Source records:
<<<<

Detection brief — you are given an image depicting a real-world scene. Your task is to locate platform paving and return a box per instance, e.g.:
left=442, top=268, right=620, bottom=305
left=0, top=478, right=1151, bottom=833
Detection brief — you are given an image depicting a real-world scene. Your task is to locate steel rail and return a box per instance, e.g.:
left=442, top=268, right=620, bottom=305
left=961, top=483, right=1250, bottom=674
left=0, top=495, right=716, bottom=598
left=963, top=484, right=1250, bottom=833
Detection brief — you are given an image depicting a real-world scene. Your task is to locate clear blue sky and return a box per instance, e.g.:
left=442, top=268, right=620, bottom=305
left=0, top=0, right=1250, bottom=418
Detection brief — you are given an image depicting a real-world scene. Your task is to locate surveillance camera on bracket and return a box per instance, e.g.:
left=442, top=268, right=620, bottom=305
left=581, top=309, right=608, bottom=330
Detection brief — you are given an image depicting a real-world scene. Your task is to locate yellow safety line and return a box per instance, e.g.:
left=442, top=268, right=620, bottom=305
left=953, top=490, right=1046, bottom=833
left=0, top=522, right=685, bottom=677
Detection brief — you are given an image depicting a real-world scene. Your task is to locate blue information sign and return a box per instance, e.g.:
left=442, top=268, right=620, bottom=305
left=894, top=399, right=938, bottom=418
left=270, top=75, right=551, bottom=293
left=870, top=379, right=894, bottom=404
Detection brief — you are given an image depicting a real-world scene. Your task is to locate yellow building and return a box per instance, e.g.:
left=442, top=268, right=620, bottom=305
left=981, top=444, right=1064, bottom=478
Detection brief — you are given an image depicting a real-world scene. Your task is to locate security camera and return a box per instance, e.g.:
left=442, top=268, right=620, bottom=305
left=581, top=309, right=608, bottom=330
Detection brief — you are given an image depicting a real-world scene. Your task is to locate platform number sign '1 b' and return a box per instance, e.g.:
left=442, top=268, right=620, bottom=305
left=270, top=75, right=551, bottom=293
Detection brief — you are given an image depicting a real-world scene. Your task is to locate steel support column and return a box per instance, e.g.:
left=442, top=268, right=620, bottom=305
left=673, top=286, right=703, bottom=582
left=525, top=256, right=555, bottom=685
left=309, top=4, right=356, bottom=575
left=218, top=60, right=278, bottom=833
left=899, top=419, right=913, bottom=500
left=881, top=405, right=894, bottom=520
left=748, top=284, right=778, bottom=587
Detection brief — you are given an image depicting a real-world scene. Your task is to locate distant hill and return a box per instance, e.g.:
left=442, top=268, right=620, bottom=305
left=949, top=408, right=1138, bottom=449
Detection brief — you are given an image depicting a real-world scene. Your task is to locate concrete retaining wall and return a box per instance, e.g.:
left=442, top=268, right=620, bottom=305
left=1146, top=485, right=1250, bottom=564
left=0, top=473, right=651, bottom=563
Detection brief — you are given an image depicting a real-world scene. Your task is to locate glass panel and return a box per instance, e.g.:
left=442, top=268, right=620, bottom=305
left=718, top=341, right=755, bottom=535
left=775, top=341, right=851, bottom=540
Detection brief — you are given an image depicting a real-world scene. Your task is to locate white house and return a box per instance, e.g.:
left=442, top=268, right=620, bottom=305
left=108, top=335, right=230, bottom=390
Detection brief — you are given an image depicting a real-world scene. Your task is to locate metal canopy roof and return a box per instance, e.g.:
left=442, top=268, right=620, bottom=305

>>>>

*CHALLENGE*:
Output every line of the items above as a numbered list, omitting any blank lines.

*RESPONSE*:
1. Detection brief — you are given an image depicting a real-world scene. Your task is to locate platform paving and return a box per instance, e.g.:
2. left=442, top=268, right=620, bottom=305
3. left=0, top=478, right=1151, bottom=833
4. Detection brief — you are given an image depicting a real-world scene. Your task is to locate steel rail and return a box per instance, e.g.:
5. left=442, top=268, right=620, bottom=305
6. left=961, top=483, right=1250, bottom=674
7. left=0, top=495, right=716, bottom=598
8. left=963, top=484, right=1250, bottom=833
9. Detection brief — you are given an image depicting a real-world scene. Your task is to locate clear blue sky and return a box per instance, e.g.:
10. left=442, top=268, right=620, bottom=305
11. left=0, top=0, right=1250, bottom=418
12. Detection brief — you are given an image depicting a real-world scene. Your task is to locate surveillance camera on bracket and return a box per instance, e.g.:
13. left=442, top=268, right=620, bottom=305
14. left=581, top=309, right=608, bottom=330
15. Detection brief — you are given an image depicting a real-world scene. Your task is to locate yellow safety line and return a box per instance, e.g.:
16. left=442, top=268, right=620, bottom=305
17. left=953, top=490, right=1046, bottom=833
18. left=0, top=522, right=685, bottom=677
19. Detection brief — you are given an image depicting a real-world scene. Your task is to locate blue information sign and return a box per instance, e.g.:
20. left=442, top=268, right=620, bottom=305
21. left=894, top=399, right=938, bottom=418
22. left=270, top=75, right=551, bottom=293
23. left=870, top=379, right=894, bottom=404
24. Detection brief — you are given an image depicting a real-world scene. Your task is to locate yellow building and return a box per instance, e.g.:
25. left=442, top=268, right=620, bottom=305
26. left=981, top=444, right=1064, bottom=478
27. Detection brief — you are given an image depicting a real-world scene. Your task is to locate security camera and return a box per instance, e.g.:
28. left=442, top=268, right=620, bottom=305
29. left=581, top=309, right=608, bottom=330
30. Detection brief — you are given an image depicting a real-world scene. Your task is to locate platform number sign '1 b' and return a box per instance, e.g.:
31. left=442, top=268, right=620, bottom=305
32. left=270, top=75, right=551, bottom=293
33. Detection brief — you are given an image depicting a real-world scene. Your task is to locate steel support column and return a box per instance, e.g.:
34. left=442, top=268, right=620, bottom=305
35. left=673, top=286, right=703, bottom=582
36. left=525, top=256, right=555, bottom=685
37. left=309, top=4, right=356, bottom=575
38. left=218, top=60, right=278, bottom=833
39. left=899, top=419, right=913, bottom=500
40. left=881, top=405, right=894, bottom=520
41. left=748, top=284, right=778, bottom=587
42. Detection brief — you are given an image depicting a real-world scene. Your task is to locate distant hill and return a box per instance, e.g.:
43. left=442, top=268, right=620, bottom=305
44. left=949, top=408, right=1138, bottom=449
45. Detection brief — you are given an image depicting a real-world scene. Your task is to locate concrete retaining wall and return a box per instance, e.g.:
46. left=442, top=268, right=620, bottom=305
47. left=1146, top=485, right=1250, bottom=564
48. left=0, top=473, right=651, bottom=563
49. Detection brief — you are given an image depicting a real-world scene. Your task is to locate glass panel and return a box per instance, e.g.:
50. left=442, top=268, right=620, bottom=305
51. left=718, top=341, right=755, bottom=535
52. left=775, top=341, right=851, bottom=540
53. Detection brief — you are given an image depicting a real-world scene. Your task is to locate white house and return a box per instance, e.g.:
54. left=442, top=268, right=620, bottom=305
55. left=108, top=335, right=230, bottom=390
56. Detection brief — you are given an image depicting a real-world scene. Your task is to locate metal canopy roof and return a box per instance, e.g.:
57. left=442, top=268, right=620, bottom=305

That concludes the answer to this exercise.